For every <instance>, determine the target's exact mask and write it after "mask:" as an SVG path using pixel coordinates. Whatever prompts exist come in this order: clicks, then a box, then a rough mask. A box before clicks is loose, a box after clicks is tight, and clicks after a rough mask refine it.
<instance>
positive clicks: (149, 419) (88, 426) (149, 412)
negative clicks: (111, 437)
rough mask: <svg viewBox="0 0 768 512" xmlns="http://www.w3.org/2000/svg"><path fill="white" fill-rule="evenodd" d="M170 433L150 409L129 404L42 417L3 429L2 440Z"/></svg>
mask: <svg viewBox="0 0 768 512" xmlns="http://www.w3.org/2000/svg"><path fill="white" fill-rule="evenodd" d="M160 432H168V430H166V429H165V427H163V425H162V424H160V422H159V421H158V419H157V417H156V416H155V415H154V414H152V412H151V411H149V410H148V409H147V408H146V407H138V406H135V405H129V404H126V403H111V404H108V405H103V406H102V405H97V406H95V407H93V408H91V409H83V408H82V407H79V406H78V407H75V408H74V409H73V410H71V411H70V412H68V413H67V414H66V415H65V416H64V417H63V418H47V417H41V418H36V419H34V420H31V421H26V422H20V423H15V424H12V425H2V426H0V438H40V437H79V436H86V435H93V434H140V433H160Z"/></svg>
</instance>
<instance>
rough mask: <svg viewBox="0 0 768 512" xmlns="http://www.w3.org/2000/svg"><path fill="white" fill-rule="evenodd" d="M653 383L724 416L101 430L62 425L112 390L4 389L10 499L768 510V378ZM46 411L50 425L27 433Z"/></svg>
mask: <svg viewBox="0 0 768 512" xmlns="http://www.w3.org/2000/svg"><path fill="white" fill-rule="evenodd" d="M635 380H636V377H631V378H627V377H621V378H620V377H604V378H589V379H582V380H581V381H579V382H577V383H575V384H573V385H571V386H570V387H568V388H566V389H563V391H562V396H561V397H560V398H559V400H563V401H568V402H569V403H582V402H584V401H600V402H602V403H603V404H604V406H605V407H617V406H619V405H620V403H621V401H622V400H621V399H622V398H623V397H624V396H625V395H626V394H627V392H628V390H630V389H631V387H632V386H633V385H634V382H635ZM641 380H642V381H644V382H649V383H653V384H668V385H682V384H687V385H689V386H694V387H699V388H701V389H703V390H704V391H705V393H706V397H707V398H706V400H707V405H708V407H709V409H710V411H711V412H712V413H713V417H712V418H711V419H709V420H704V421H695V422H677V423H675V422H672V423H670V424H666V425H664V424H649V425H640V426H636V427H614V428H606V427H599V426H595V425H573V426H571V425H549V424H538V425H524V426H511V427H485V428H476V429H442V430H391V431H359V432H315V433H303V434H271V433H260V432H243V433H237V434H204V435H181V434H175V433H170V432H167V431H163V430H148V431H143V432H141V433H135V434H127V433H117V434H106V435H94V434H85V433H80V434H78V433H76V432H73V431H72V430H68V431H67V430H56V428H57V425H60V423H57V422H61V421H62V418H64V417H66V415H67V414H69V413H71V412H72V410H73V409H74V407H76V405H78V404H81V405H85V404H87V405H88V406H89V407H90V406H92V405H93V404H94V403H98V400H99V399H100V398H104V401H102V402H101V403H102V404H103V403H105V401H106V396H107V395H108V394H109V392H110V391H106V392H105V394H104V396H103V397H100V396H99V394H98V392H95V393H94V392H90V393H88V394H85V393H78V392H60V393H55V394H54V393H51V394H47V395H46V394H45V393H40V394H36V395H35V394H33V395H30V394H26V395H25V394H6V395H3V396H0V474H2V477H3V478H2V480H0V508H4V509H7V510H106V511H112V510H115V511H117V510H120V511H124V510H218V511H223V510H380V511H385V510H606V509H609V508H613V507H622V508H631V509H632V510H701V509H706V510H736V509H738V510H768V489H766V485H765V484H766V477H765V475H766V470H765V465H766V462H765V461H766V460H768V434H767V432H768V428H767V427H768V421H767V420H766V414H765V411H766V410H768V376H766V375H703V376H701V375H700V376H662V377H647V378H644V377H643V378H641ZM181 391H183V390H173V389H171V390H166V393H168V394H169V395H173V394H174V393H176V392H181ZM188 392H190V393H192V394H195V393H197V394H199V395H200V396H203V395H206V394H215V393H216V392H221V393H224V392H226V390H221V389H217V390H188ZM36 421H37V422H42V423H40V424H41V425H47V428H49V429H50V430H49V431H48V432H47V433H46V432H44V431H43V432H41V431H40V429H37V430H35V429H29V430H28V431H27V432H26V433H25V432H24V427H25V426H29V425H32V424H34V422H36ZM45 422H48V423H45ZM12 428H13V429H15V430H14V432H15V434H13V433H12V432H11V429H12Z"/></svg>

▶ _WHAT THE TASK ASKS_
Set down, unchanged, only those lines above that fall between the line with "positive clicks: (149, 419)" and the line with "negative clicks: (111, 437)", the two end lines included.

▶ _TASK RESULT_
positive clicks: (149, 419) (88, 426) (149, 412)
negative clicks: (111, 437)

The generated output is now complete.